**Supplied text**
Consent Agreement with Thoma Cressey Bravo Funds
Concurrent with the execution of the Merger Agreement, we also entered into a Consent and Agreement (the ‘Consent Agreement’) with Thoma Cressey Bravo Funds, as the holders of our Series B Convertible Preferred Stock (the ‘Series B Stock’) to among other things, agree to the terms and conditions of a Certificate of Amendment to the Certificate of Designations for the Series B Stock to be filed and effective in connection with the closing of the Merger (the ‘Certificate of Amendment’). The Certificate of Amendment provides for the accrual of cash dividends payable to the holders of the Series B Stock at an annual rate of 12% compounding quarterly during any period after September 6, 2013 if we are unable to redeem the Series B Stock as a result of a prohibition under the debt financing arrangements (the ‘Dividend’). This accrued but unpaid Dividend is payable upon the redemption of the Series B Stock. This obligation to accrue the Dividend terminates on September 6, 2017 after which time we will be unconditionally obligated to redeem the Series B Stock upon the request of the holders of such stock.
Citi acted as exclusive financial advisor to JDA and DLA Piper US LLP acted as JDA’s legal counsel. J.P. Morgan Securities Inc. acted as exclusive financial advisor to i2 and Munsch Hardt Kopf & Harr, P.C. acted as i2’s legal counsel.
Investor Conference Call and Webcast Information for Today’s Announcements
JDA Software Group, Inc. will host an investor conference call and webcast today, August 11, 2008 at 11:00 a.m. Eastern time to discuss the pending acquisition of i2 Technologies. To hear the audio portion of the call and for investor question and answers at the end, dial (888) 434-3293 (United States/Canada) or (706) 634-5126 (International) and ask the operator for the ‘JDA Software Group to Acquire i2 Technologies Investor Conference Call.’ To view the webcast of the call, go to the following web page 10 minutes prior to the time of the conference call: https://www.livemeeting.com/cc/jda/join. using Meeting ID: 7DNQQG and Entry Code: 9W7673. The conference call recording will be available for replay two hours after the call’s completion. To access the recording, dial (800) 642-1687 (United States/Canada) or (706) 645-9291 (International) Conference ID 59781212. A replay of the webcast including audio will be posted on JDA’s website at http://www.jda.com/i2-acquisition.asp after 1:00 p.m. Eastern time on August 11, 2008.

About i2 Technologies, Inc. (Pre Acquisition)

Throughout its 20-year history of innovation and value delivery, i2 has dedicated itself to building successful customer partnerships. As a full-service supply chain company, i2 is uniquely positioned to help its clients achieve world-class business results through a combination of consulting, technology, and managed services. i2 solutions are pervasive in a wide cross-section of industries; 21 of the AMR Research Top 25 Global Supply Chains belong to i2 customers. Learn more at www.i2.com.

About JDA Software Group, Inc. (Pre Acquisition)

**What to do**
1: Check each statement against the JDA and i2 announcement and mark it yes or no, quoting the exact words of the announcement that decide it.
(a) The Dividend on the Series B Stock accrues at an annual rate of 12%, compounding quarterly.
(b) J.P. Morgan Securities Inc. acted as exclusive financial advisor to JDA.
(c) The conference call recording becomes available for replay one hour after the call ends.
2: Pick up the JDA and i2 announcement after its final line and carry it on from there.

**Dataset rows**
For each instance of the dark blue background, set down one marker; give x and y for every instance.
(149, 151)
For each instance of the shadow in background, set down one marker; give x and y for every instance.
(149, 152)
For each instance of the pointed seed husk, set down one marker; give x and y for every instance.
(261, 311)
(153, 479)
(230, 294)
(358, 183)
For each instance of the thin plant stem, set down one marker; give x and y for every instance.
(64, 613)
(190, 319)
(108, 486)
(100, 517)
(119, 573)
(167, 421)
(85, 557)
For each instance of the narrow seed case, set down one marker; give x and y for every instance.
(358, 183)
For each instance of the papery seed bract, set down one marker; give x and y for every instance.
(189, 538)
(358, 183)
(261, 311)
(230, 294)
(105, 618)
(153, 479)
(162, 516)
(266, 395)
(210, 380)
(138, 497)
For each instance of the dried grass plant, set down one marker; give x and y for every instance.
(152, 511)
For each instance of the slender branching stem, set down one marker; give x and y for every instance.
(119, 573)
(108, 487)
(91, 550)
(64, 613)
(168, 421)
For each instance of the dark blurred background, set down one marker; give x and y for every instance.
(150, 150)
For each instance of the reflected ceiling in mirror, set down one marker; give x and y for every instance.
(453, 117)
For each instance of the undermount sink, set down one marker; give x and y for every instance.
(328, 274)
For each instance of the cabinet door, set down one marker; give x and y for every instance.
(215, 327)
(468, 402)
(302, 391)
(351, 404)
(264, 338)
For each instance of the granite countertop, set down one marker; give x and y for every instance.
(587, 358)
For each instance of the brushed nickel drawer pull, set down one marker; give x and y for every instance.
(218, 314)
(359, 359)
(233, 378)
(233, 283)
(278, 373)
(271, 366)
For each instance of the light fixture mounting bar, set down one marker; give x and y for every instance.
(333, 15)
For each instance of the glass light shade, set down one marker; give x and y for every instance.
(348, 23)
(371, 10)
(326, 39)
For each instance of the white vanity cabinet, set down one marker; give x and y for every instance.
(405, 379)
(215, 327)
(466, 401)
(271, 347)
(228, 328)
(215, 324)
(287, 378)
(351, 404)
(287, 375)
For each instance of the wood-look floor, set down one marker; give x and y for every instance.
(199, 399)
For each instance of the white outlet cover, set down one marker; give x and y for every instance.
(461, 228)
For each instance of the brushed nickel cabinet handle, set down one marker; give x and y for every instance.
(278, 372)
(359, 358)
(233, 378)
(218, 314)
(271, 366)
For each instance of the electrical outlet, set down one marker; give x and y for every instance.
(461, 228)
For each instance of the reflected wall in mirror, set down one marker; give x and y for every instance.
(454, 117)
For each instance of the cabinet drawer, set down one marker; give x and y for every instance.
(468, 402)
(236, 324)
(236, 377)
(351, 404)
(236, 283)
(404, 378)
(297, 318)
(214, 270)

**Task-by-task answers**
1:
(a) Yes: "at an annual rate of 12% compounding quarterly"
(b) No: "J.P. Morgan Securities Inc. acted as exclusive financial advisor to i2"
(c) No: "The conference call recording will be available for replay two hours after the call’s completion."

2:
JDA® Software Group, Inc. (NASDAQ:JDAS) is focused on helping companies realize real supply chain and revenue management results ‘ fast. JDA Software delivers integrated merchandising as well as supply chain and revenue management planning, execution, and optimization solutions for the consumer-driven supply chain and services industries. Through its industry leading solutions, leading manufacturers, distributors, retailers and services companies around the world are growing their businesses with greater predictability and more profitably. For more information on JDA Software, visit www.jda.com or contact us at info@jda.com or call +1.800.479.7382.

Safe Harbor’ Statement under the U.S. Private Securities Litigation Reform Act of 1995

This press release contains forward-looking statements that are made in reliance upon the safe harbor provisions of the Private Securities Litigation Reform Act of 1995. The forward-looking statements contained herein include statements about the consummation of the pending merger of JDA Software Group, Inc. (’JDA’) and i2 Technologies, Inc. (’i2′), future financial and operating results of the combined company and benefits of the pending merger. Factors that could cause actual results to differ materially from those described herein include: (a) JDA’s ability to leverage the i2 products to enable it to further expand its position in the supply chain market; (b) JDA’s ability to successfully integrate and market the i2 products; (c) JDA’s and i2’s ability to obtain regulatory approvals; and (d) JDA’s and i2’s assumptions regarding the future financial and operating results of the combined company if JDA and i2 successfully complete the merger. Additional information relating to the uncertainty affecting the businesses of JDA and i2 as well as certain risk associated with the pending merger between JDA and i2 are contained in the respective filings with the SEC, including the Proxy Statement referred to below. Neither JDA nor i2 is under any obligation to (and expressly disclaims any such obligation to) update or alter its forward-looking statements, whether as a result of new information, future events or otherwise.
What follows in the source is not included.